Monday 21st & Tuesday 22nd March: Newcastle University Family Histories Forum. The event can be attended in person on the University’s campus, Devonshire Bldg, G21/G22, or virtually via video streaming. 10am – 4pm. For further details, see: https://www.ncl.ac.uk/hca/events/item/family-history-forum/
Saturday March 26th: Hexham on Film. Forum Cinema, 1.30pm & 7.30pm
Monday March 28th : Wor Bella. The incredible Northumberland story about the women who not only saved the WW1 war effort but also found time to play football. Dozens of women’s teams were formed throughout the North East, and Bella Reay – “the Alan Shearer of her day” – was the undoubted star. Queen’s Hall, 7.30pm
Tuesday April 12th: The Bole Hole Cemetery. A talk by Graeme Young. Trinity Methodist Church, 7.30pm Entry £2 or Free to Members
Tuesday May 10th: Safe sanctuaries: the defensible churches of Northern England. A talk by Dr Richard Pears. Trinity Methodist Church, 7.30pm Entry £2 or Free to Members
Wednesday May 18th: Talk & guided tour of Blyth Battery. 2pm at Blyth Battery. Booking essential
Wednesday June 22nd: Guided tour of the Windows of Hexham Abbey, 7.15pm. Booking essential
Wednesday July 20th: Guided tour on the History of Hexham Park, led by Nick Owen. 5.30pm at the Bandstand. Booking essential. Now fully booked, waiting list in operation
Philip Smith has asked us via Facebook:
I research both military and civil aircraft crashes in County Durham or anywhere south of the River Tyne including glider and hot air balloon forced landings. I am asking if anyone recalls or took photographs of an Aircoupe light aircraft which made a forced landing with damage on Hexham racecourse in 1961.This incident was briefly mentioned in the local newspapers. Any memories of wartime aircraft crashes in south Northumberland or if you have any photographs of aircraft incidents along with if you were an eyewitness please post.

Challenge: Please list every event in the events listing that is marked "Booking essential". Answer from the events listing only.

Stored data:
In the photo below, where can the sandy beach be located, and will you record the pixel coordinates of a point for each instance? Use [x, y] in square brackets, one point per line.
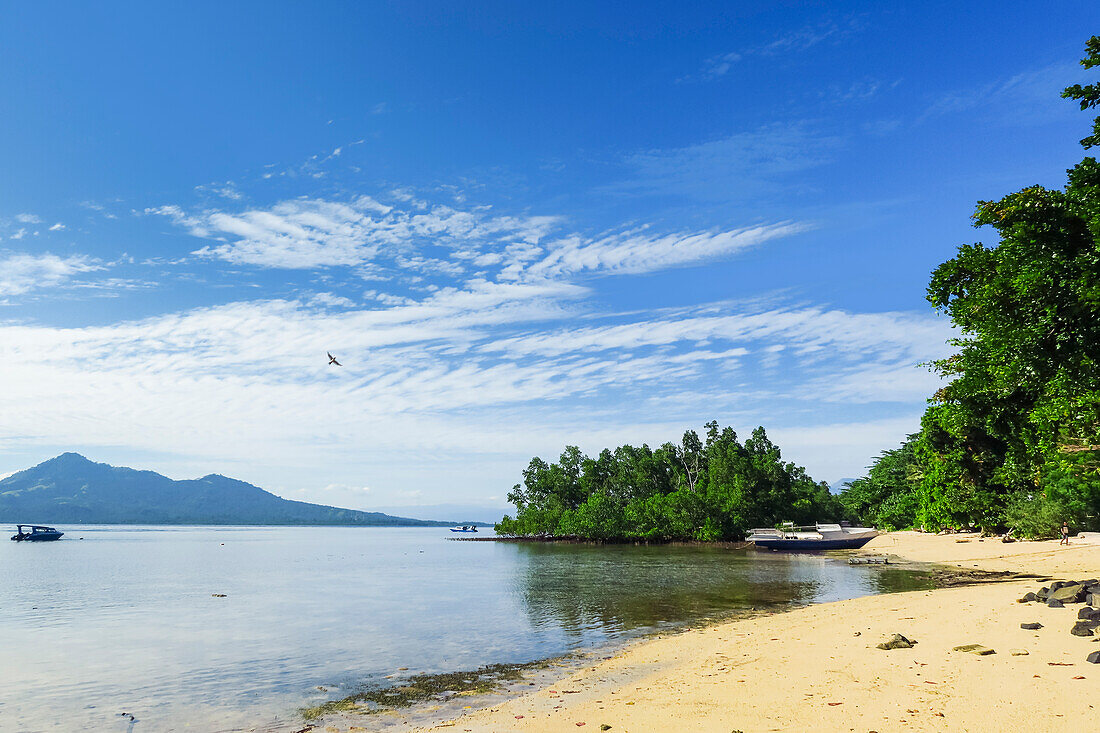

Answer to this exercise:
- Talk & guided tour of Blyth Battery (Wednesday May 18th)
- Guided tour of the Windows of Hexham Abbey (Wednesday June 22nd)
- Guided tour on the History of Hexham Park (Wednesday July 20th)